* Pedido 1 *
Converta num CSV de duas colunas, "entrada" e "saída", o trecho da listagem entre as linhas que contêm "Each returned marker MUST sit on an instance of the green" e "[[90, 138]]", inclusive: cada linha do CSV leva um texto e a resposta correspondente, ambos num único campo entre aspas e com as quebras de linha substituídas por espaços. Omita as imagens.

* Texto de origem *
※

Na fachada, muito singela honrando o seu passado jesuíta, lê-se Monet Oblectando, que significa “instruir, divertindo”. Nova desilusão: o Teatro Lethes está fechado!

Contornei o edifício e descobri a Cruz Vermelha, onde me informaram que o teatro lhes pertence mas o alugaram à Companhia de Teatro do Algarve (ACTA). Toquei à campainha da tal companhia, mas ninguém atendeu. Este não é, definitivamente, um dia de sorte.

centro de Faro

Doces algarvios na despedida de Faro

Para regressarmos ao carro, passámos pelo Arco da Vila, a mais bela das portas medievais, com uma lenda curiosa. Diz-se que existia ali a imagem de uma Virgem, que os árabes deitaram ao mar. Desde então, tanto a terra como o mar deixaram de produzir. Só quando os árabes voltaram a colocar a imagem no devido lugar, a terra voltou a dar fruto e o mar peixe em abundância.

※

Excertos de um conjunto de dados de anotação de localização:

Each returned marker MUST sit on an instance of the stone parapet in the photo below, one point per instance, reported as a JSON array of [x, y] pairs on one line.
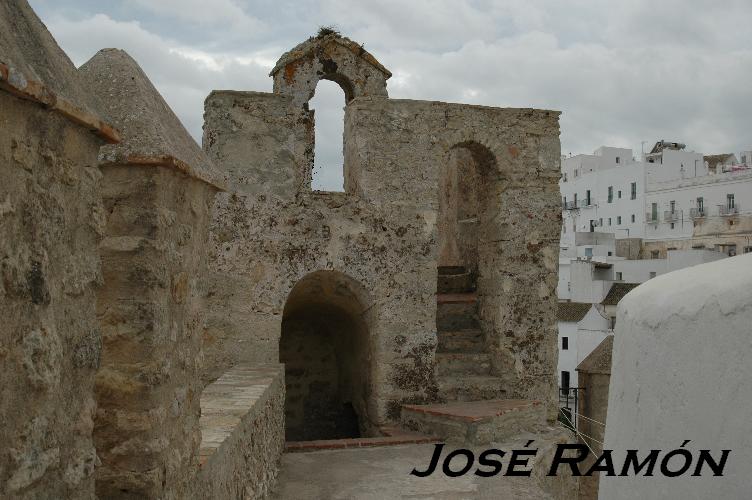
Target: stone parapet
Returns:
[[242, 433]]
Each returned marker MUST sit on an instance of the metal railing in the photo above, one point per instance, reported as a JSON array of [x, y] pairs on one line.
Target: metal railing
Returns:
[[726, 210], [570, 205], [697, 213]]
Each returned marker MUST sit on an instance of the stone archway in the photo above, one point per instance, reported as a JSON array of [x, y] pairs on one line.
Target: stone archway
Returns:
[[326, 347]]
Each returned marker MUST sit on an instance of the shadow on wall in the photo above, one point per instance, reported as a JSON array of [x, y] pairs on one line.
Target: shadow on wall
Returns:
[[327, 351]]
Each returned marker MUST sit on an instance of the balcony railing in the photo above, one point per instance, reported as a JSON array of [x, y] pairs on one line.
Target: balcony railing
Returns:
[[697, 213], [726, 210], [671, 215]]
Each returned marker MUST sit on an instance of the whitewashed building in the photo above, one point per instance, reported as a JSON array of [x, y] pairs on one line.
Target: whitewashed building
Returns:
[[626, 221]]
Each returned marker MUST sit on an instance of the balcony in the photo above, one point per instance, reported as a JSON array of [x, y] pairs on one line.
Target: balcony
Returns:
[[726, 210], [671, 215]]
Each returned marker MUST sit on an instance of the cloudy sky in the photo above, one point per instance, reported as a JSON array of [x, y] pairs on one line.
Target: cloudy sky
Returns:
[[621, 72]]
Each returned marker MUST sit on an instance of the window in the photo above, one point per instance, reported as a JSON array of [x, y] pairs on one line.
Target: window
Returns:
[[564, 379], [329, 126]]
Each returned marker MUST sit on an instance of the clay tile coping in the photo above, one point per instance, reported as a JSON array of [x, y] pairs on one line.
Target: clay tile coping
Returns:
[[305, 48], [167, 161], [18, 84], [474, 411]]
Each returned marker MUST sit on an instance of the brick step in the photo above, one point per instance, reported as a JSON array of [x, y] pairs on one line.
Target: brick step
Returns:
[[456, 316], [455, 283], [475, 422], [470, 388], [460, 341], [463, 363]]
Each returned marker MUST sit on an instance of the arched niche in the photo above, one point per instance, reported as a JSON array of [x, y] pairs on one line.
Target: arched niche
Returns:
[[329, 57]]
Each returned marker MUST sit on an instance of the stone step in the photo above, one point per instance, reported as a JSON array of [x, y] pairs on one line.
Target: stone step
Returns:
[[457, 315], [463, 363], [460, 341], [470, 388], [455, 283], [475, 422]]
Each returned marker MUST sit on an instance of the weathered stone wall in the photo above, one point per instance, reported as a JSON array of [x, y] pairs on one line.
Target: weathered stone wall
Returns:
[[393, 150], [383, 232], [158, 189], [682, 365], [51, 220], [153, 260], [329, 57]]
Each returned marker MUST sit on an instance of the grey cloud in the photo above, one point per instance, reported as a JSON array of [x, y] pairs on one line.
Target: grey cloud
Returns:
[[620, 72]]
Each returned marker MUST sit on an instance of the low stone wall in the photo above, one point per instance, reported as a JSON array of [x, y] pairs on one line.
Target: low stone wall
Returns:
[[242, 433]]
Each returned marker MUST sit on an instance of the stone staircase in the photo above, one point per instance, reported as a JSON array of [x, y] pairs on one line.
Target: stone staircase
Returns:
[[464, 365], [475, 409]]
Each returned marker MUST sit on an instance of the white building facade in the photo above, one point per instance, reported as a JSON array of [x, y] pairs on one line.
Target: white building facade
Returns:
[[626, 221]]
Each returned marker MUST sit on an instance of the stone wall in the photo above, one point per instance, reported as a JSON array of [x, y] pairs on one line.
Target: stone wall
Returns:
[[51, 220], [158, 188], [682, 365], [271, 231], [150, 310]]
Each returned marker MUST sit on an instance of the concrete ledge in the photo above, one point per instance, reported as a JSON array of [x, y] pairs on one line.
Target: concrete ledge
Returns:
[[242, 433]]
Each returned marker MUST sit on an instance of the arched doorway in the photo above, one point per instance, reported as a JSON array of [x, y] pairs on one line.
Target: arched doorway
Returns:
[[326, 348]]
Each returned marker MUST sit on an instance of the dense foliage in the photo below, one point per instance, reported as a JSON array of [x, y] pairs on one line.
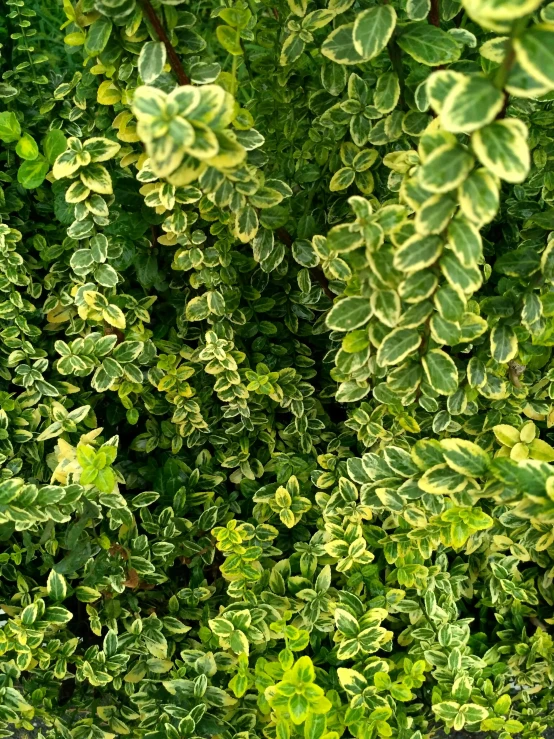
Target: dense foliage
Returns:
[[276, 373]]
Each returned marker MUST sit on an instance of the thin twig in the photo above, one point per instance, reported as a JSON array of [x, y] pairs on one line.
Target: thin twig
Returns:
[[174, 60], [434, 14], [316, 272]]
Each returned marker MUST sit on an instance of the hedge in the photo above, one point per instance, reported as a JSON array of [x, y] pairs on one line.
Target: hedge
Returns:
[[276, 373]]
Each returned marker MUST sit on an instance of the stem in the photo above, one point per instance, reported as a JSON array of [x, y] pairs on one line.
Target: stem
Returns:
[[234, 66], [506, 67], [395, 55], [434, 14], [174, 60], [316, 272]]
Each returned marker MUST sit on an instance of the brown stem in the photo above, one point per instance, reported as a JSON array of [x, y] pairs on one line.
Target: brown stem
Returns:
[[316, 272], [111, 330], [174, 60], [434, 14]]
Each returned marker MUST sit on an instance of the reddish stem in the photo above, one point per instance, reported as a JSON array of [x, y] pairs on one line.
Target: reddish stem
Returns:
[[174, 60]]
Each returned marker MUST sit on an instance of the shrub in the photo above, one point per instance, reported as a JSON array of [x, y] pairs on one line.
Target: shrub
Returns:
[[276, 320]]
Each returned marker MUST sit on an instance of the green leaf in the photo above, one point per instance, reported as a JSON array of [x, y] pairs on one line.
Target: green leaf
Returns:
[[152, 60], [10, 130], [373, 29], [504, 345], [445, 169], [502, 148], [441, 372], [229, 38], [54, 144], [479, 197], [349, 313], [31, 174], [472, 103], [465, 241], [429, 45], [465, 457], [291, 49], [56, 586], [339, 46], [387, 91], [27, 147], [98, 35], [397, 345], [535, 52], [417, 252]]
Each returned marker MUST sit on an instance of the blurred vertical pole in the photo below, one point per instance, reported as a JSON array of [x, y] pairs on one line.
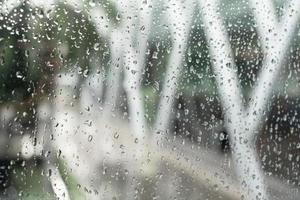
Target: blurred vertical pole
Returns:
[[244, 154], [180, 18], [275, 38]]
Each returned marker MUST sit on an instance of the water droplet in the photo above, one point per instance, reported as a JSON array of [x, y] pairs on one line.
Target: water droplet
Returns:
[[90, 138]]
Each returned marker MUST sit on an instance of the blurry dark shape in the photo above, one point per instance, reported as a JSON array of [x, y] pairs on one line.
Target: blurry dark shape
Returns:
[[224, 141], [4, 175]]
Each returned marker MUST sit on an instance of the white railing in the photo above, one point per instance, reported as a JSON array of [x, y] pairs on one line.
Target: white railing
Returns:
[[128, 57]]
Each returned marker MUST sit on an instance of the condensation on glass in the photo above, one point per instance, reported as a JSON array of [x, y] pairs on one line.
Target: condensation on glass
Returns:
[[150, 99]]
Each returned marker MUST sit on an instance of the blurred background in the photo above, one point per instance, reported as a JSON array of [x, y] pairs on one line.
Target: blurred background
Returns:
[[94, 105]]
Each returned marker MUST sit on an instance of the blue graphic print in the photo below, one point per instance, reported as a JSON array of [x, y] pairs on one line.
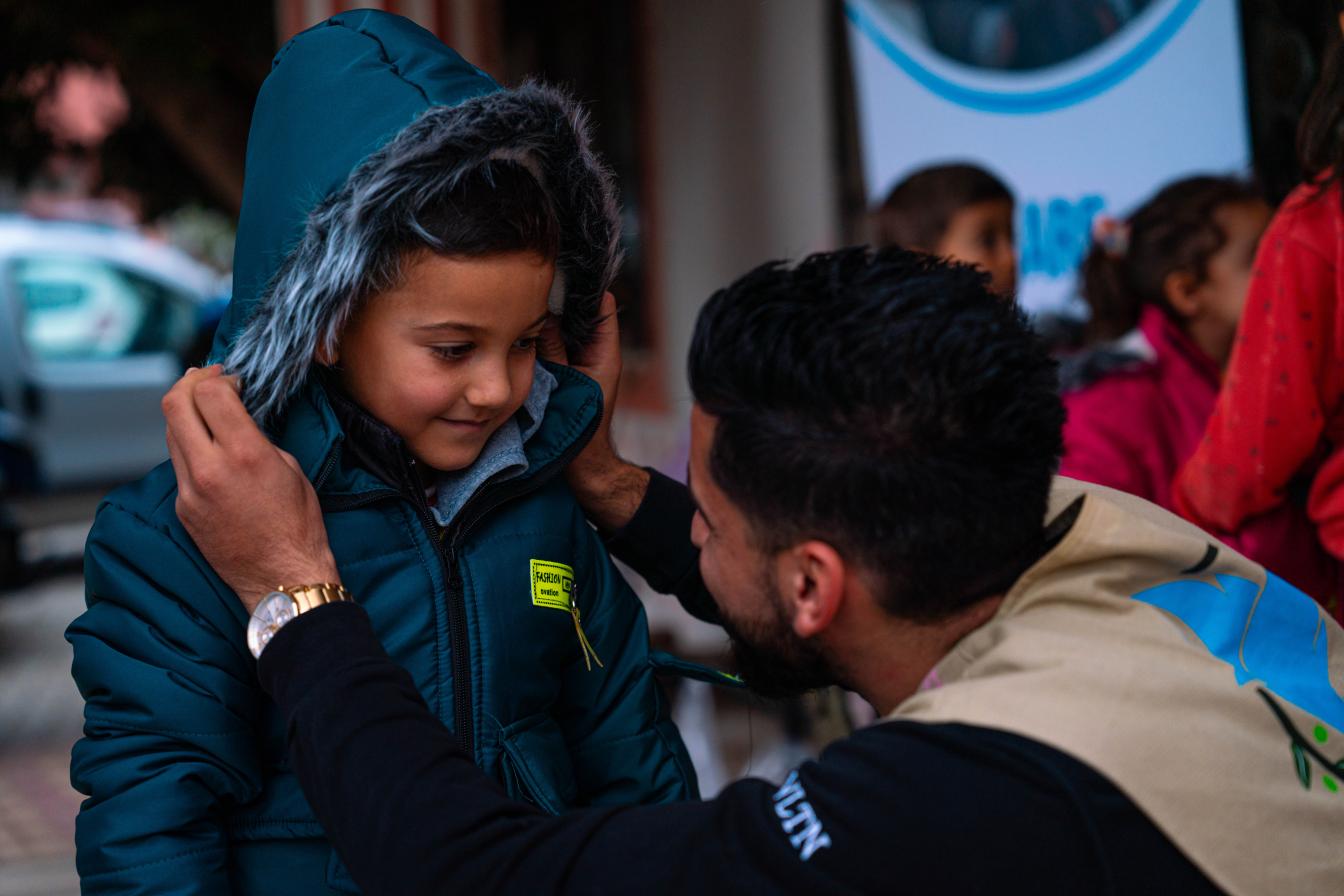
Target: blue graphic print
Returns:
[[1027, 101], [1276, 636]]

※

* Pedido 2 *
Prossiga o relato da visita a Faro a partir do ponto em que termina.

* Resposta escrita 1 *
entrada,saída
"Each returned marker MUST sit on an instance of the green leaf in the photo above, one point per instance, reported as a JSON array of [x, y] pairs on one line. Target: green leaf Returns:","[[152, 60], [10, 130], [373, 29], [504, 345], [445, 169], [502, 148], [441, 372], [229, 38], [54, 144], [479, 197], [349, 313], [31, 174], [472, 103], [465, 241], [429, 45], [465, 457], [291, 49], [56, 586], [339, 46], [387, 91], [27, 147], [98, 35], [397, 345], [535, 52], [417, 252]]"
"Each returned marker MUST sit on an instance of the blurred vertical pole in the photo below, one point per instance, reported as a JSON array of [x, y] pairs on one line. Target: blurred vertical pole Returns:","[[244, 154], [180, 18], [275, 38]]"
"Each returned marker MUST sit on an instance of the water droplet in the photo above, one point per instance, reported as a JSON array of [x, y] pairs on one line. Target: water droplet Returns:","[[90, 138]]"

* Resposta escrita 2 *
Consolei-me pouco depois na Despensa Algarvia, que fornece produtos típicos, dos licores ao mel, das conservas aos vinhos, sem esquecer, claro, os doces regionais à base de amêndoa, figos, alfarroba e ovos. Lá mascarei o desapontamento com um D. Rodrigo, uma castanha de amêndoa e um morgadinho! Pronto!

Foi com a boca doce e a imaginação solta que deixei Ossónoba. Alguns quilómetros depois, o trânsito acalma e o casario torna-se mais espaçado. A paisagem é emoldurada por colinas suaves em anfiteatro, onde nascem árvores de fruto: laranjeiras, amendoeiras, figueiras e medronheiros. Faro tem outros mistérios que este roteiro não desvendou. Por lá continuaremos, apesar da Alice permanecer com esta sensação de irrealidade. “Humpty Dumpty sat on a wall. Humpty Dumpty had a great fall. All the king’s horses and all the king’s men.  Couldn’t put Humpty together again...”

doces algarvios numa loja em Faro
Delícias não recomendadas a cardíacos e diabéticos.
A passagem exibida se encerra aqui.